Lines of data

☆ ☆ ☆ ☆ ☆ ☆ ☆

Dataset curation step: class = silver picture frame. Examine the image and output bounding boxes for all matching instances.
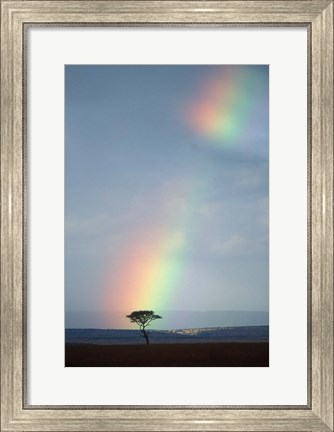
[1,0,334,432]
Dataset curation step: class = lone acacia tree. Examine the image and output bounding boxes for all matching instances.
[126,311,162,344]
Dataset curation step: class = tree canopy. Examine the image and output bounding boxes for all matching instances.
[126,311,162,344]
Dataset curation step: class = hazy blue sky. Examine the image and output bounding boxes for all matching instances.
[65,65,269,327]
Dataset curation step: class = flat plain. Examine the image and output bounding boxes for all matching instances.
[65,342,269,367]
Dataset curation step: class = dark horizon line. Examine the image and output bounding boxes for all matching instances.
[65,308,269,314]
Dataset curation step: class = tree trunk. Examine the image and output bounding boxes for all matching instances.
[143,329,149,345]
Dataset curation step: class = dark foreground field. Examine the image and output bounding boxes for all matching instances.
[65,342,269,367]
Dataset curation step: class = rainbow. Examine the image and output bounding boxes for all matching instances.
[101,66,267,328]
[185,66,263,147]
[101,177,199,328]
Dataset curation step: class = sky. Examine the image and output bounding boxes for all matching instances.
[65,65,269,328]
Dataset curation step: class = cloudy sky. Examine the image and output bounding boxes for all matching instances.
[65,65,269,327]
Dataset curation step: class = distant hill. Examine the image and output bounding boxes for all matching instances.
[65,310,269,330]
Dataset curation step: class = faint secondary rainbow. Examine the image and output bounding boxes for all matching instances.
[186,66,262,146]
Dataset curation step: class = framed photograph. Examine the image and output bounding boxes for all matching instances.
[1,0,334,432]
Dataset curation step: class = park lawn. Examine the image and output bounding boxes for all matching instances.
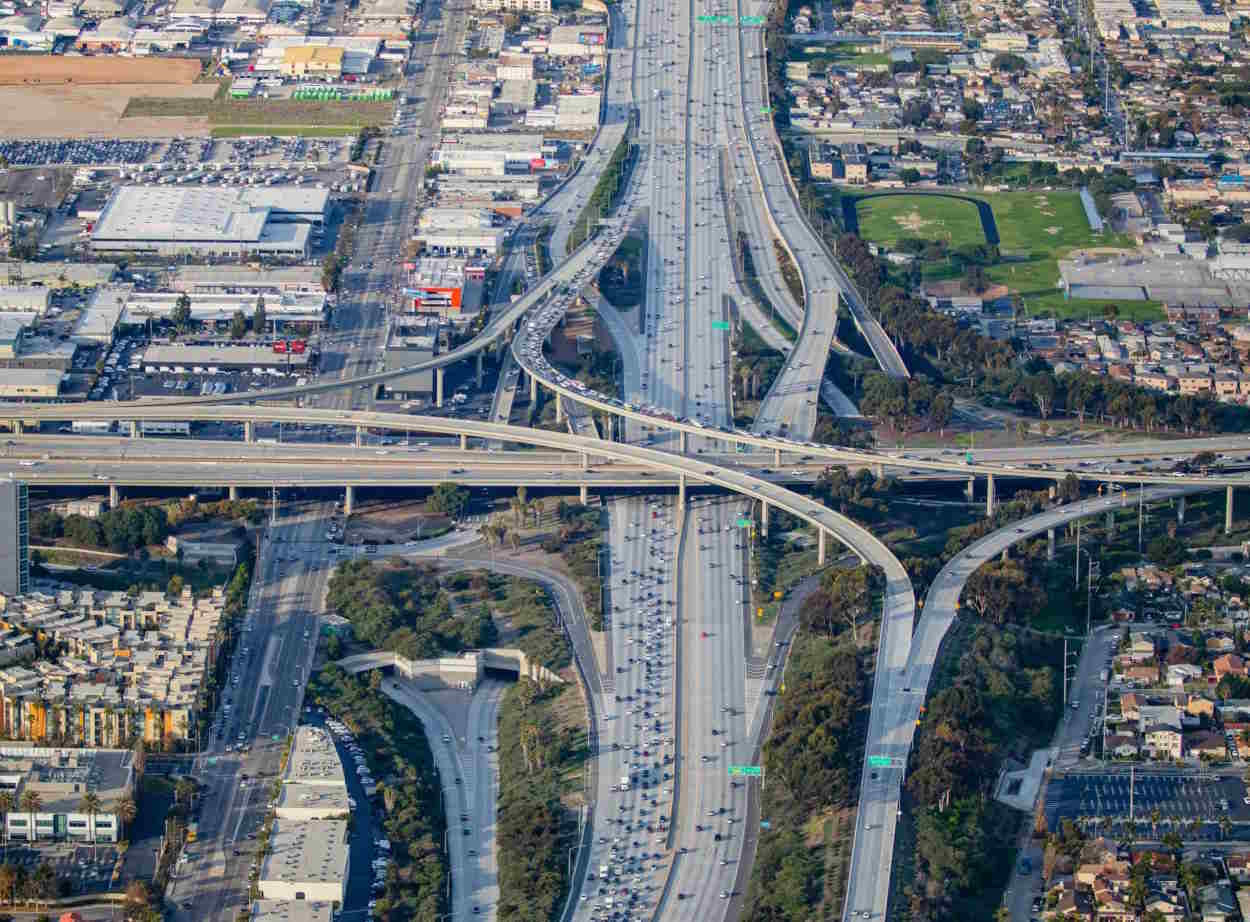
[855,195,985,247]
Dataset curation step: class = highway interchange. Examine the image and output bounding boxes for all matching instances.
[17,0,1250,922]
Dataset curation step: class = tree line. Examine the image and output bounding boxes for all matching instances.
[838,234,1250,434]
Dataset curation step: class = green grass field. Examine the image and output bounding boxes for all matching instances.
[856,190,1163,320]
[855,195,985,247]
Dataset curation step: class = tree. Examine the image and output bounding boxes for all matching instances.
[169,291,191,332]
[251,295,269,336]
[429,481,469,518]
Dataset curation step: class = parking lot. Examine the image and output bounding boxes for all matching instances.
[1046,772,1250,840]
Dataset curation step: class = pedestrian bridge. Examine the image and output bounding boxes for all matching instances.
[335,647,564,688]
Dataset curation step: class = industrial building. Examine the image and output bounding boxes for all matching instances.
[0,743,135,843]
[143,344,313,374]
[0,480,30,597]
[430,134,543,176]
[91,186,330,259]
[0,369,64,400]
[0,285,53,316]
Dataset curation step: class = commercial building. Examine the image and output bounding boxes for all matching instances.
[256,820,349,906]
[249,900,334,922]
[91,186,330,259]
[430,134,543,176]
[0,480,30,597]
[383,316,439,400]
[555,92,600,131]
[0,285,53,316]
[548,25,608,57]
[280,45,343,77]
[0,743,135,843]
[0,369,63,400]
[143,342,313,374]
[413,207,508,256]
[473,0,551,12]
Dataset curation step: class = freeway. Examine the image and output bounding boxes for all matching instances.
[846,487,1195,918]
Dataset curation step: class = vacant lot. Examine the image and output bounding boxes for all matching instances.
[855,195,985,247]
[0,83,216,137]
[0,55,200,86]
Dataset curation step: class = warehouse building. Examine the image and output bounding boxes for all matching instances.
[0,369,63,400]
[430,134,543,176]
[143,345,313,374]
[0,285,53,317]
[91,186,330,259]
[256,820,349,906]
[0,743,134,843]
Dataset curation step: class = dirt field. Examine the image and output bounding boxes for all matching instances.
[0,83,218,137]
[0,55,200,86]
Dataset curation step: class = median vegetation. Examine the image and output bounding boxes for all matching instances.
[306,665,448,922]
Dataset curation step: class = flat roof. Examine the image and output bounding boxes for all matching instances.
[283,727,346,790]
[260,820,348,883]
[250,900,334,922]
[91,186,330,244]
[143,346,309,367]
[278,783,351,813]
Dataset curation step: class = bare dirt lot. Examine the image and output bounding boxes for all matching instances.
[0,83,218,137]
[0,55,200,86]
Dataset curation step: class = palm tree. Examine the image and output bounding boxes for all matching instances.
[114,797,139,838]
[79,791,101,861]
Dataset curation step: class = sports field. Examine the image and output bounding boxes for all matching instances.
[856,190,1163,320]
[855,195,985,247]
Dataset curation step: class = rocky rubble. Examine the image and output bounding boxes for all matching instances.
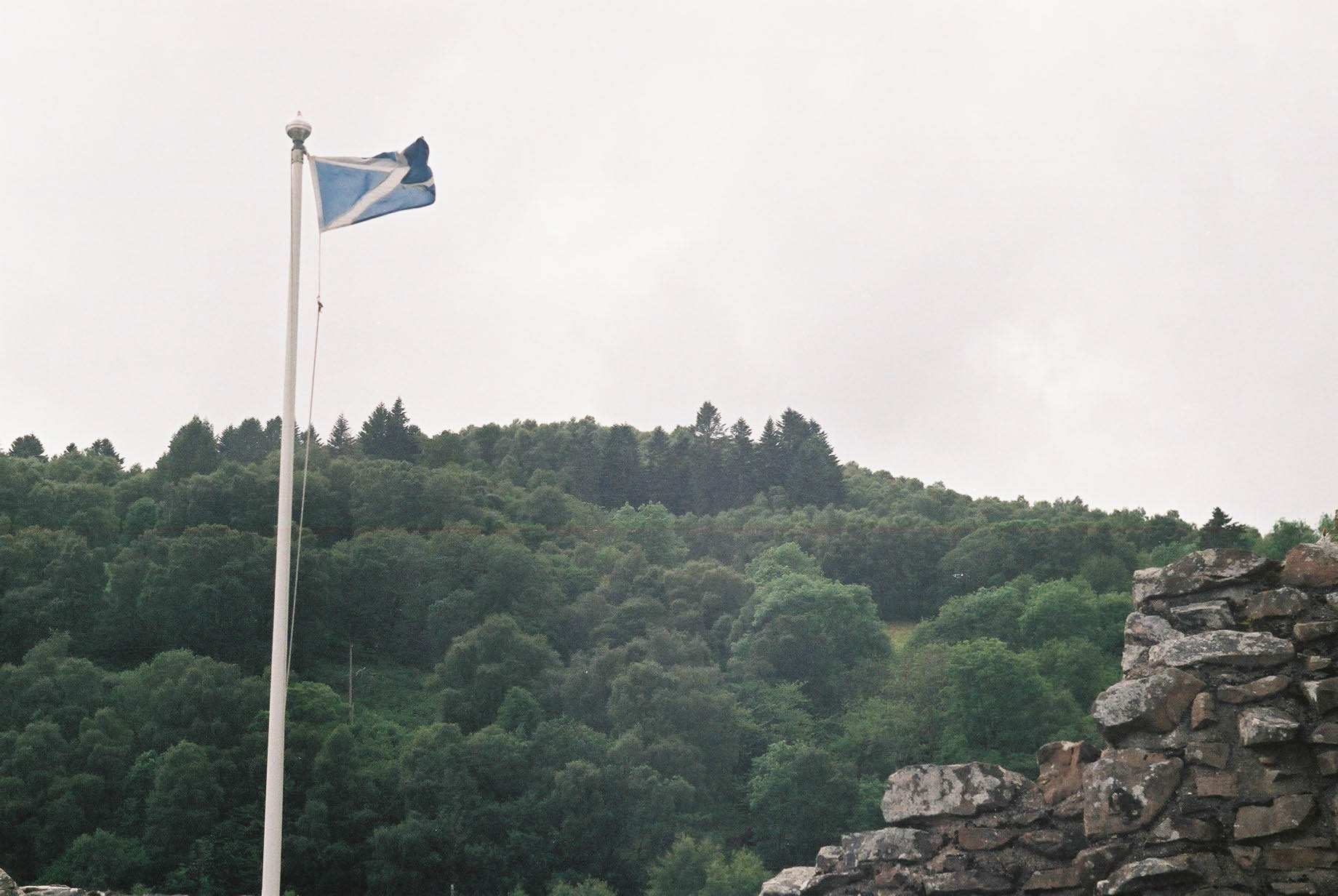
[0,868,191,896]
[761,542,1338,896]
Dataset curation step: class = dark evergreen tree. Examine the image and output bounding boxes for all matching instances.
[599,423,646,508]
[729,417,757,507]
[218,417,270,464]
[1199,507,1250,548]
[158,417,218,483]
[357,401,390,459]
[385,397,419,460]
[265,417,284,451]
[9,432,47,460]
[84,439,124,465]
[755,417,785,491]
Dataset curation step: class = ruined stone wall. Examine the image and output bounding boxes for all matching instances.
[761,542,1338,896]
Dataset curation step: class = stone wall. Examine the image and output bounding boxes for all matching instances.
[761,542,1338,896]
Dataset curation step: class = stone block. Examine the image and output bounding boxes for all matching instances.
[1022,868,1083,893]
[1217,676,1291,703]
[1263,842,1338,871]
[1096,856,1203,896]
[1282,542,1338,588]
[1291,619,1338,642]
[1190,692,1217,732]
[1315,751,1338,776]
[924,871,1013,896]
[1233,793,1315,841]
[1133,548,1278,607]
[1091,668,1206,743]
[1017,831,1086,859]
[1171,601,1236,631]
[1193,769,1238,799]
[1083,749,1184,837]
[841,828,948,868]
[1306,722,1338,743]
[1184,741,1231,769]
[760,867,817,896]
[957,828,1017,852]
[1035,741,1101,805]
[1236,706,1300,746]
[1148,628,1297,668]
[1242,588,1310,622]
[1300,678,1338,716]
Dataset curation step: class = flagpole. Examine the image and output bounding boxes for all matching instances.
[260,112,312,896]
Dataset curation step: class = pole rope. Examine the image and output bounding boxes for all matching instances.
[284,230,325,681]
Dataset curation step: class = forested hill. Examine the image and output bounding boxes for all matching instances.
[0,401,1330,896]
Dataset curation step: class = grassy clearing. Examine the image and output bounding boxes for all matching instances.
[887,622,916,650]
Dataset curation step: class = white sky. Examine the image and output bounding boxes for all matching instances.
[0,0,1338,529]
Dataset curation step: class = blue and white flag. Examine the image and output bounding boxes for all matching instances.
[311,137,436,231]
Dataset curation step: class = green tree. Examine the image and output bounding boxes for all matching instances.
[1259,519,1319,560]
[325,411,357,457]
[1199,507,1251,548]
[158,416,218,483]
[748,743,859,867]
[38,828,148,891]
[9,432,47,460]
[436,614,558,730]
[218,417,269,464]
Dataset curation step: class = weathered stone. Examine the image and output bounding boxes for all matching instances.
[760,868,817,896]
[1022,868,1083,893]
[1233,793,1315,840]
[1083,749,1184,837]
[1091,668,1206,743]
[1236,706,1300,746]
[957,828,1017,852]
[1152,816,1217,842]
[1190,692,1217,732]
[1124,611,1180,644]
[1148,628,1297,668]
[1171,601,1236,631]
[1133,548,1278,607]
[841,828,948,868]
[1096,856,1201,896]
[1282,540,1338,588]
[1300,678,1338,716]
[1291,619,1338,641]
[1017,831,1086,859]
[1242,588,1310,622]
[1193,769,1236,799]
[1231,847,1263,869]
[1315,751,1338,776]
[1263,842,1338,871]
[1073,842,1129,887]
[1035,741,1101,805]
[1184,741,1231,769]
[882,762,1035,824]
[924,871,1013,893]
[1217,676,1291,703]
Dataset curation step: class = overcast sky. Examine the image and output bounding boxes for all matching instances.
[0,0,1338,529]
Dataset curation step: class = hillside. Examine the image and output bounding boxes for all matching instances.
[0,401,1327,896]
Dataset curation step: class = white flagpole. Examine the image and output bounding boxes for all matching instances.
[260,112,312,896]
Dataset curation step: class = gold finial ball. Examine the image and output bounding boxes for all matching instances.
[284,112,312,143]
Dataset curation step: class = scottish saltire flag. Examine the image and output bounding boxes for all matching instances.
[311,137,436,231]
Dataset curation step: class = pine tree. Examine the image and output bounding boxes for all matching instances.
[357,401,390,457]
[325,411,357,457]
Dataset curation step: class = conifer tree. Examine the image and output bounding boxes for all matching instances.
[325,411,357,457]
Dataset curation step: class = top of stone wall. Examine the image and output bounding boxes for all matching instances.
[763,540,1338,896]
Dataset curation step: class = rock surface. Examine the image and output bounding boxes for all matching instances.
[760,543,1338,896]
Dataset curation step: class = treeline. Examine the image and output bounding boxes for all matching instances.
[0,412,1327,896]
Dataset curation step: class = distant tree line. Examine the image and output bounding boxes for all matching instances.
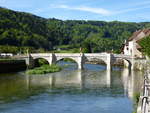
[0,7,150,52]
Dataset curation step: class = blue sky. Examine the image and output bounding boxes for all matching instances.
[0,0,150,22]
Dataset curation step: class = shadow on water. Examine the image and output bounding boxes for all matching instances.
[0,62,142,113]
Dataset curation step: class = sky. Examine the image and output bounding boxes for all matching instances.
[0,0,150,22]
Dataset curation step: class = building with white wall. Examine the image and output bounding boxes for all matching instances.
[122,29,150,58]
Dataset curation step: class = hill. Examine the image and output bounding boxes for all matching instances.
[0,7,150,52]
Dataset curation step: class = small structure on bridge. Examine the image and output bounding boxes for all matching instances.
[122,29,150,58]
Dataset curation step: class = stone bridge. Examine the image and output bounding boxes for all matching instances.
[23,53,135,69]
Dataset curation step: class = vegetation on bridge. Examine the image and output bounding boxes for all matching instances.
[140,36,150,56]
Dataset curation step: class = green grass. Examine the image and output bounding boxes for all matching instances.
[26,64,61,75]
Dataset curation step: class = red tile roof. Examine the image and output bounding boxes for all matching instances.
[128,29,150,41]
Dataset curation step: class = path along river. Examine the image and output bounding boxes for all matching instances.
[0,62,143,113]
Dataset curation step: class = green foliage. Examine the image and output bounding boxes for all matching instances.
[26,64,61,74]
[0,7,150,52]
[140,36,150,56]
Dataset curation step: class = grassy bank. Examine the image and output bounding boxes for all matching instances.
[26,64,61,74]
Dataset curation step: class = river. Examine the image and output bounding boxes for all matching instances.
[0,62,143,113]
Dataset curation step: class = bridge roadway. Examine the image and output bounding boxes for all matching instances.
[16,53,135,69]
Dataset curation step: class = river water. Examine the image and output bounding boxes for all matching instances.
[0,62,143,113]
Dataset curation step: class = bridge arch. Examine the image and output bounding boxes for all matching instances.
[55,56,83,69]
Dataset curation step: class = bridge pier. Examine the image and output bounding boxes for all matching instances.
[25,54,34,69]
[77,53,84,70]
[106,54,111,70]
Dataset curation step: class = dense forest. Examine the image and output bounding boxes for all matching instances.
[0,7,150,53]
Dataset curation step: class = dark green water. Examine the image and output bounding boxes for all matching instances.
[0,63,142,113]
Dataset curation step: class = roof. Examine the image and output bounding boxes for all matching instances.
[128,29,150,41]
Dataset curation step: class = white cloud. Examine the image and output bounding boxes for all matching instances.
[114,5,150,14]
[51,5,112,16]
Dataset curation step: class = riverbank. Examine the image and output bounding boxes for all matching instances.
[26,64,61,75]
[0,59,26,73]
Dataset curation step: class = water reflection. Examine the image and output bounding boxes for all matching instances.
[0,65,143,113]
[122,68,143,99]
[0,69,143,101]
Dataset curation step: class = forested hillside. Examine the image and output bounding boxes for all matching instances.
[0,7,150,52]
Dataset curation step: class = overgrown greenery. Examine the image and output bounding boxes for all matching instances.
[140,36,150,56]
[26,64,61,74]
[0,7,150,53]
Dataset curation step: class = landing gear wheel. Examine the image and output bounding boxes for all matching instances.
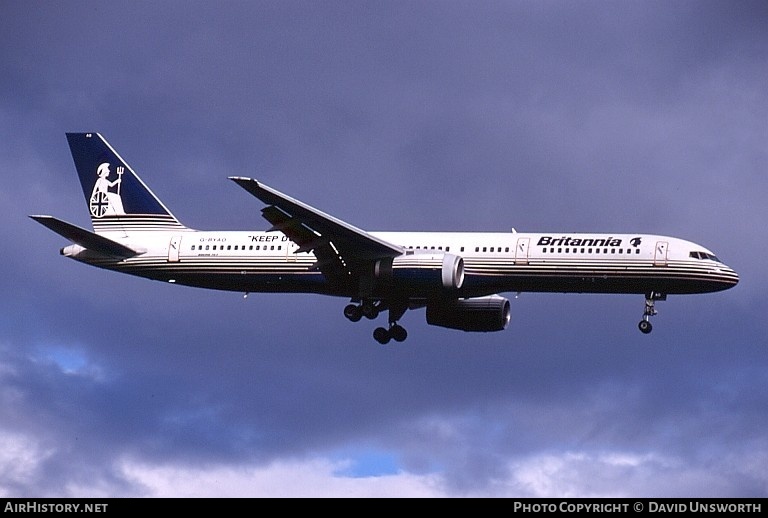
[344,304,363,322]
[373,327,392,345]
[389,324,408,342]
[361,302,379,320]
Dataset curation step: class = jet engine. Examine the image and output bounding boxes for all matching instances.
[427,295,510,332]
[374,253,464,293]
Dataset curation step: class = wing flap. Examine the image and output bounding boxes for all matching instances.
[230,176,404,262]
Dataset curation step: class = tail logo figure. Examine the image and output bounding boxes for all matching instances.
[89,162,125,218]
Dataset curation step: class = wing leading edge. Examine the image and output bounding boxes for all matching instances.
[230,176,404,278]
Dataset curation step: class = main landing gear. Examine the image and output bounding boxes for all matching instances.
[344,300,408,345]
[637,291,667,335]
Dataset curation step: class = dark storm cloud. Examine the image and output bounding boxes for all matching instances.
[0,2,768,496]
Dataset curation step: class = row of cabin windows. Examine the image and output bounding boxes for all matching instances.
[408,246,509,252]
[542,248,640,254]
[192,245,283,250]
[408,246,452,252]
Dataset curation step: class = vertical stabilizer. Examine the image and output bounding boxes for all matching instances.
[67,133,186,233]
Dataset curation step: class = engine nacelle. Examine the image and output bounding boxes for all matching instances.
[374,253,464,293]
[427,295,510,332]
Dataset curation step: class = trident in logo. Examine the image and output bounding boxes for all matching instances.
[90,162,125,218]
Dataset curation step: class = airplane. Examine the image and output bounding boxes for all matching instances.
[30,133,739,344]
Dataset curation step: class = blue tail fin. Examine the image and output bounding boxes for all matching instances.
[67,133,186,233]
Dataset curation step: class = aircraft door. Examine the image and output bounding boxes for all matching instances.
[515,237,531,264]
[285,241,299,263]
[168,236,181,263]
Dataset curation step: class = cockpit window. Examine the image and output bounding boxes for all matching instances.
[689,252,722,263]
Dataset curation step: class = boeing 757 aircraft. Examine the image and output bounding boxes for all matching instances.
[30,133,739,344]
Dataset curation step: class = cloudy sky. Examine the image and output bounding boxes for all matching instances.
[0,0,768,497]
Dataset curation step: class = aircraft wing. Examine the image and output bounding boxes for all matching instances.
[230,176,404,282]
[30,216,142,259]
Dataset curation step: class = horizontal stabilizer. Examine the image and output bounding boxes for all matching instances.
[30,216,141,258]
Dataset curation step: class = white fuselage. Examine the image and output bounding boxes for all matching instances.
[62,230,738,298]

☆ ☆ ☆ ☆ ☆ ☆ ☆

Instructions for the task: Retype the lines of the records starting with the line containing "Dataset curation step: class = bridge arch." and going on through the line containing "[55,56,83,69]", both included.

Solution for this exercise:
Dataset curation step: class = bridge arch. Examine the image and output bounding boxes for all matching instances.
[55,56,83,69]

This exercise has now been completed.